[Problem requirements] Each record below must be returned exactly, with no line left out.
◆ ◆ ◆
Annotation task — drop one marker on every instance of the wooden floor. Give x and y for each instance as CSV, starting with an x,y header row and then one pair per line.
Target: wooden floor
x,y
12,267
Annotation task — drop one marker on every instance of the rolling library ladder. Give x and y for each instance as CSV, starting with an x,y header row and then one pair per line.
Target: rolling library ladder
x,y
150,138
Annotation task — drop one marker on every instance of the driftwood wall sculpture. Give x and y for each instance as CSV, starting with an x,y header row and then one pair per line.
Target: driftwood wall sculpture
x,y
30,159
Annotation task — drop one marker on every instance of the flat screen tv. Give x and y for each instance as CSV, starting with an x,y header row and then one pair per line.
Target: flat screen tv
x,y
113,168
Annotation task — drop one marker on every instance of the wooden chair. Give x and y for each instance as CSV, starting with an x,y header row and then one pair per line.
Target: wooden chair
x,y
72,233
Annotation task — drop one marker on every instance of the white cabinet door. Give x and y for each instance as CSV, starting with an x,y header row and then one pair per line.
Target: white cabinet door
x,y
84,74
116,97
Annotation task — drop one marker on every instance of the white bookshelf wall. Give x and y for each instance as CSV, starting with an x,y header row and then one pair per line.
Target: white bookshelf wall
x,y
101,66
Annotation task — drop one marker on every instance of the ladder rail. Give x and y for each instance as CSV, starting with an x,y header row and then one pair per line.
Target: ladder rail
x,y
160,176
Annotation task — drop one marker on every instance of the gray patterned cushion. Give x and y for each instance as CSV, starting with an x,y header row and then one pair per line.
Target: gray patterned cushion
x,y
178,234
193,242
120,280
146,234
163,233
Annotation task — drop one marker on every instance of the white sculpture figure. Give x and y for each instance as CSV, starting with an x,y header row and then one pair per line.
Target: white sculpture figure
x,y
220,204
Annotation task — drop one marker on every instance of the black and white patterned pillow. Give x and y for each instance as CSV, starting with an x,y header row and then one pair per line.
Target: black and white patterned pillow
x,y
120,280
◆ ◆ ◆
[Your response]
Annotation task — drop one marker on every instance of the wooden floor. Give x and y for each instance as CSV, starting with an x,y header row and then one pair per line.
Target: wooden floor
x,y
12,267
Annotation task — drop one marker on every instance of the rolling library ladder. Give x and y for each instance as CSV, starting with an x,y header row and then one pair per line.
Target: rolling library ladder
x,y
150,138
Annotation task — drop one marker on every instance of the driftwood wall sculpture. Give x and y for each instance as CSV, starting with an x,y header row and then one pair per line.
Target: driftwood wall sculpture
x,y
30,159
Annotation task — drop one marker on every instance of the flat screen tv. Give x and y for each instance as CSV, starting with an x,y header row and then one pair per line.
Target: flat screen tv
x,y
113,168
Annotation task — drop one marker on every instance of the wooden chair. Give x and y for each instance as CSV, starting with an x,y header row and then one pair per line.
Target: wooden chair
x,y
72,233
Annotation task — drop one marker on every instance of the white cabinet door. Give x and y for each instance as CSV, starting with an x,y header row and then one pair per line.
Target: white cabinet door
x,y
84,74
116,97
Annotation task — drop one marker on every instance of the white bookshelf wall. Give x and y for each instance as CSV, starting with an x,y header row and then one pair per line.
Target: white bookshelf wall
x,y
101,66
Annotation task — drop one marker on every instance of the ladder rail. Give x and y for each instance as CSV, starting with an x,y header row and then one pair per line.
Target: ladder rail
x,y
160,176
Annotation task — drop one marker on every instance of the gray patterned cushion. Give x and y for each instance as CSV, starting with an x,y header row and then one pair per line.
Target: gray patterned cushion
x,y
178,234
193,242
120,280
146,234
163,233
Annotation task — drop one marker on every instance of the white sculpture figure. Give x and y for each instance as CSV, starting with an x,y header row and then one pair per line.
Target: white sculpture figure
x,y
220,204
Annotation task — drop one marker on every instance of the black and white patterned pillow. Give x and y for each instance as CSV, starting with an x,y header row and then one pair per line.
Target: black and white patterned pillow
x,y
120,280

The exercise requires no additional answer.